**EXERCISE:** Copy every one of the rows below word for word, leaving the pictures out of your copy.

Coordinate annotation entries
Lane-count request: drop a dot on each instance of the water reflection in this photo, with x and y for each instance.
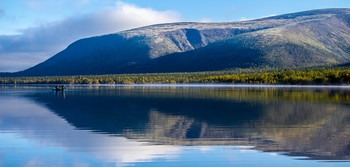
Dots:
(117, 123)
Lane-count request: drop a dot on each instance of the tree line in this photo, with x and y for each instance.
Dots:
(339, 75)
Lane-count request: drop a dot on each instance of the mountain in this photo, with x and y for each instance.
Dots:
(304, 39)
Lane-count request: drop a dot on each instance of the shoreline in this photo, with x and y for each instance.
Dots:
(194, 85)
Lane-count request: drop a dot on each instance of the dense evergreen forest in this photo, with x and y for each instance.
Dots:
(324, 75)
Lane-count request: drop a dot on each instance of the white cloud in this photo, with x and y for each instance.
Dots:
(36, 44)
(205, 20)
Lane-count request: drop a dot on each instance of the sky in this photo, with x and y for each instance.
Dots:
(32, 31)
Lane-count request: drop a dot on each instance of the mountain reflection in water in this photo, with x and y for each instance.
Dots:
(309, 122)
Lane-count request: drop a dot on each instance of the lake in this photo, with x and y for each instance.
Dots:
(183, 125)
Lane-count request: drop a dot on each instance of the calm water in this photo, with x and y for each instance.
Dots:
(174, 126)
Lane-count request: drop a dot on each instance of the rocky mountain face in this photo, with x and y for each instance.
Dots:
(311, 38)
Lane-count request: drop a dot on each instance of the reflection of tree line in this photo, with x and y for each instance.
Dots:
(328, 95)
(312, 123)
(315, 130)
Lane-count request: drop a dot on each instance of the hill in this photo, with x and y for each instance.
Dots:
(304, 39)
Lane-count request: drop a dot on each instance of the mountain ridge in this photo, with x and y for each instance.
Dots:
(302, 39)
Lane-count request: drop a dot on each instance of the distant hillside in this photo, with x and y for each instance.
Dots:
(311, 38)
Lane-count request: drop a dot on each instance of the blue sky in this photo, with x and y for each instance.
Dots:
(34, 30)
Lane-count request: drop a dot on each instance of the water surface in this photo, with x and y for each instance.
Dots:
(174, 126)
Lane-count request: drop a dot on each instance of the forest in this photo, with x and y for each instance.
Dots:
(321, 75)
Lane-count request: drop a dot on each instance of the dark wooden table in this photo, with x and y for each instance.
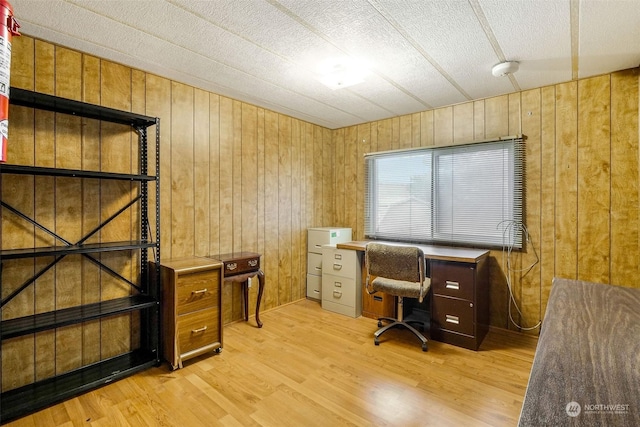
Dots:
(239, 267)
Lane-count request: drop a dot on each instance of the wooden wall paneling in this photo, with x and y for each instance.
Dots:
(463, 123)
(416, 127)
(68, 203)
(530, 280)
(298, 271)
(339, 140)
(443, 126)
(182, 170)
(202, 191)
(318, 165)
(158, 104)
(546, 247)
(406, 131)
(496, 116)
(271, 205)
(363, 145)
(91, 199)
(395, 133)
(249, 169)
(426, 128)
(214, 173)
(226, 175)
(236, 210)
(115, 155)
(625, 233)
(594, 179)
(284, 209)
(566, 263)
(478, 120)
(350, 180)
(328, 176)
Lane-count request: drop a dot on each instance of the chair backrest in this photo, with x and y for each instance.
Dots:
(395, 262)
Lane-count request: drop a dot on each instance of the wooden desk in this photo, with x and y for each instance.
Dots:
(459, 303)
(239, 267)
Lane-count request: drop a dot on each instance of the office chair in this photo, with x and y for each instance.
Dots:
(398, 271)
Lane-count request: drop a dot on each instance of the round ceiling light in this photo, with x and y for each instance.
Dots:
(505, 68)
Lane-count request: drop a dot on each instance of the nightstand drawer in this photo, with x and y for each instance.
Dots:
(338, 289)
(199, 329)
(453, 279)
(196, 291)
(452, 314)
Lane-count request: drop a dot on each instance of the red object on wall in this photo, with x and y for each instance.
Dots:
(8, 28)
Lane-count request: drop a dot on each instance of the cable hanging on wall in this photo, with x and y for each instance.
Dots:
(514, 228)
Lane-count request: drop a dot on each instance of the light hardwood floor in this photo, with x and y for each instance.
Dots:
(311, 367)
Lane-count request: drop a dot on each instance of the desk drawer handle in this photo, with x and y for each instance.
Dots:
(453, 319)
(452, 285)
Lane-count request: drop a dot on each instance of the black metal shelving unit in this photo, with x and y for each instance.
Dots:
(146, 298)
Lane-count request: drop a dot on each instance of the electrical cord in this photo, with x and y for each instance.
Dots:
(511, 229)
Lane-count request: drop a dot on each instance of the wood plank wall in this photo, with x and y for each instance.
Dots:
(582, 183)
(233, 177)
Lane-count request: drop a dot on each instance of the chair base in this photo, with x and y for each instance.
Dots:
(396, 323)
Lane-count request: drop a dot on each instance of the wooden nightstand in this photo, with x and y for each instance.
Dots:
(192, 308)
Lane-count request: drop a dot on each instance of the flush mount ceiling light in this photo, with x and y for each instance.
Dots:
(341, 73)
(505, 68)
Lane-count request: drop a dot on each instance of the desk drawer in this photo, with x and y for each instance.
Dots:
(339, 290)
(239, 266)
(340, 262)
(196, 291)
(199, 329)
(452, 314)
(453, 279)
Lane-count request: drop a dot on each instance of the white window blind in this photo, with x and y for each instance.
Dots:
(463, 194)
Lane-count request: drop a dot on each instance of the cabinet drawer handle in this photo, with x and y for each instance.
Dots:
(453, 319)
(452, 285)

**RESULT BELOW:**
Lane-count request: drop a dot on each instance of the water reflection in this photo, with x and y for each instance.
Dots:
(117, 123)
Lane-count request: drop a dot on each instance of the tree line in this photo, with x and y for each instance.
Dots:
(339, 75)
Lane-count request: drop a dot on each instance of the mountain in this photo, with x and y for each instance.
Dots:
(304, 39)
Lane-count request: drop a dot on each instance of the shoreline in this photo, with x and y for each instance.
Dots:
(194, 85)
Lane-count request: drop a dot on each instance of the dense evergreen forest in this photo, with x and y for each instance.
Dots:
(324, 75)
Lane-count request: drop a dot on each instance of the white cloud in this photo, with x and y for each instance.
Dots:
(36, 44)
(205, 20)
Lane-count request: drop a dot on each instance of the sky in this photo, with x and y for each instance.
Dots:
(32, 31)
Lane-count request: drop a dot on each instance of the mountain reflection in water in this photo, with x and y for each instance.
Dots:
(309, 122)
Lane-count request: drop a dot on each instance of the lake in this photo, with x and y for each instance.
Dots:
(183, 125)
Lane-count request: drop a dot on each instance of the calm water in this photo, with x and y for each instance.
Dots:
(174, 126)
Lane-count request: drop a dot on each instance of the rocky mountain face in this photo, with x and y for each instance.
Dots:
(311, 38)
Lane-count request: drop a dot on each instance of the reflection of tree line in this photo, with x and y for each instance.
Dots:
(328, 95)
(312, 123)
(315, 130)
Lane-count request: drop a dot on each instance of the hill in this photo, with x and y for each instance.
Dots:
(304, 39)
Lane-count request: drop a dot on each instance of the mountain ridge in this photo, with x and y for each instance.
Dots:
(302, 39)
Lane-count request: drop a dot on each instance of the distant hillside in this photo, with x and y for each instance.
Dots:
(311, 38)
Lane-count request: drop a dot on each instance of the blue sky in this photo, with x and y for each instance.
Dots:
(34, 30)
Lane-count request: drop a dot on each instance of the water surface in this photo, with x and y for each instance.
Dots:
(174, 126)
Lane-count request: drop a dot on each instance of the forest in this photo, with x and y for each instance.
Dots:
(321, 75)
Lane-count request: drop a dot on each instance of the dark wooden table in this photo, with x and y for each instance.
Dots:
(239, 267)
Lane-count request: drop a dot on each instance of the wooden wall paneling in this photo, with x and y for each instance.
Dots:
(463, 123)
(416, 127)
(68, 203)
(530, 280)
(298, 271)
(339, 140)
(443, 126)
(182, 170)
(202, 191)
(318, 165)
(158, 104)
(546, 247)
(406, 131)
(496, 116)
(271, 205)
(363, 145)
(91, 199)
(395, 133)
(249, 169)
(426, 128)
(214, 173)
(226, 175)
(236, 210)
(115, 155)
(625, 233)
(594, 179)
(284, 209)
(566, 263)
(478, 120)
(350, 180)
(328, 176)
Lane-count request: drop a dot on each instance of the chair backrest in this photo, with x and y for each instance.
Dots:
(395, 262)
Lane-count request: drop a dot on each instance of the wooden desk in this photo, with x and y for each instance.
Dots:
(459, 303)
(239, 267)
Lane-count request: drop a dot on each instance of the office chair in this photo, with x and y for each instance.
Dots:
(398, 271)
Lane-count request: drop a dot on each instance of the round ceiling light in this photo, with x and y for each instance.
Dots:
(505, 68)
Lane-count request: drop a dot on each instance of the nightstand drawer in this photo, with x and y for each instance.
Dots:
(338, 289)
(199, 329)
(453, 279)
(196, 291)
(452, 314)
Lane-count request: drop a dot on each instance of the red object on wall in this photo, with x and y for each instance.
Dots:
(8, 28)
Lane-count request: drop a dot on each instance of the cable hanging on wall in this photo, with x and y for each instance.
Dots:
(514, 228)
Lane-count request: drop a dot on each instance of the light hardwood floor in this photo, with x and y for each instance.
Dots:
(311, 367)
Lane-count request: drop a dot on each instance of the desk drawer handle in this photo, with x and y for each instance.
Dots:
(453, 319)
(452, 285)
Lane-count request: drop a dot on each instance of the black metal shelving unit in this photo, with x and y for each instance.
Dots:
(146, 298)
Lane-count request: drop a dot on each instance of the electrical cord in this photo, with x and y for each instance.
Dots:
(511, 229)
Lane-count request: drop a dot on each instance of the wood plank wall in this photo, with x and y for each instance.
Dots:
(582, 183)
(233, 177)
Lane-count request: drop a dot on each instance of the chair base in this photo, with x and y for each instance.
Dots:
(396, 323)
Lane-count request: drop a dot on each instance of the wooden nightstand in this photo, with x and y for each instance.
Dots:
(192, 308)
Lane-count request: drop a dot on each instance of the flush mount ceiling light in this photo, with x and y for each instance.
Dots:
(341, 73)
(505, 68)
Lane-count request: drop a dot on each instance of the desk drawer in this photo, with x and y for each instance.
Dots:
(339, 290)
(239, 266)
(340, 262)
(196, 291)
(199, 329)
(452, 314)
(453, 279)
Lane-count request: drop a dot on each instance of the white window blind in this photo, with x and y for each instance.
Dots:
(463, 194)
Lane-count request: drop a dot on each instance of the cabinet drawer handle in this photo, with x and y for each instance.
Dots:
(453, 319)
(452, 285)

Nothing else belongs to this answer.